_What the task requires_:
Locate each line in the items that contains the word "positive" and copy every such line.

_Information shown_:

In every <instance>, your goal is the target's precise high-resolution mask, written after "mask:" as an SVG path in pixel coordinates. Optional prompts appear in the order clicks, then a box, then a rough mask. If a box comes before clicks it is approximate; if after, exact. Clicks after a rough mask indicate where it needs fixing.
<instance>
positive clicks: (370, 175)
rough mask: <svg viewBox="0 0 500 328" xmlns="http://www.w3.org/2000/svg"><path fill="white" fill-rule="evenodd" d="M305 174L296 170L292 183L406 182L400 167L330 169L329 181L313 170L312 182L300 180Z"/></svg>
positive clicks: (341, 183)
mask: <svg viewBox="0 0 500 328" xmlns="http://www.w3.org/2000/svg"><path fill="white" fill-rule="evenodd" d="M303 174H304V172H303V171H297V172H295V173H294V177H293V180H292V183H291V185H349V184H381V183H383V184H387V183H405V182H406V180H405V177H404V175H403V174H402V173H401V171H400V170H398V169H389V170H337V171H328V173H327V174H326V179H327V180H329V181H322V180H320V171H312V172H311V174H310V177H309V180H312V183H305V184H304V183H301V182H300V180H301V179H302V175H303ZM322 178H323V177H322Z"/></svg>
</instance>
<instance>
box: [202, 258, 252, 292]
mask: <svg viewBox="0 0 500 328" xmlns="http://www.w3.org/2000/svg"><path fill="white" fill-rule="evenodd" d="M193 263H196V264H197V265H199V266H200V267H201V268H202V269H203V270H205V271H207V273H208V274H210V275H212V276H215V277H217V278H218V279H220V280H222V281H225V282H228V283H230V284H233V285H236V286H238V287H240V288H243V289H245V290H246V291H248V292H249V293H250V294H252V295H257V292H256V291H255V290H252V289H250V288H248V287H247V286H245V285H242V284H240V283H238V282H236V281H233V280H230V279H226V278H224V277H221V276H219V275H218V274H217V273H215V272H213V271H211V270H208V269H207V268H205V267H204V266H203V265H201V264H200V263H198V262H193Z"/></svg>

_Final answer_:
positive clicks: (370, 175)
positive clicks: (341, 183)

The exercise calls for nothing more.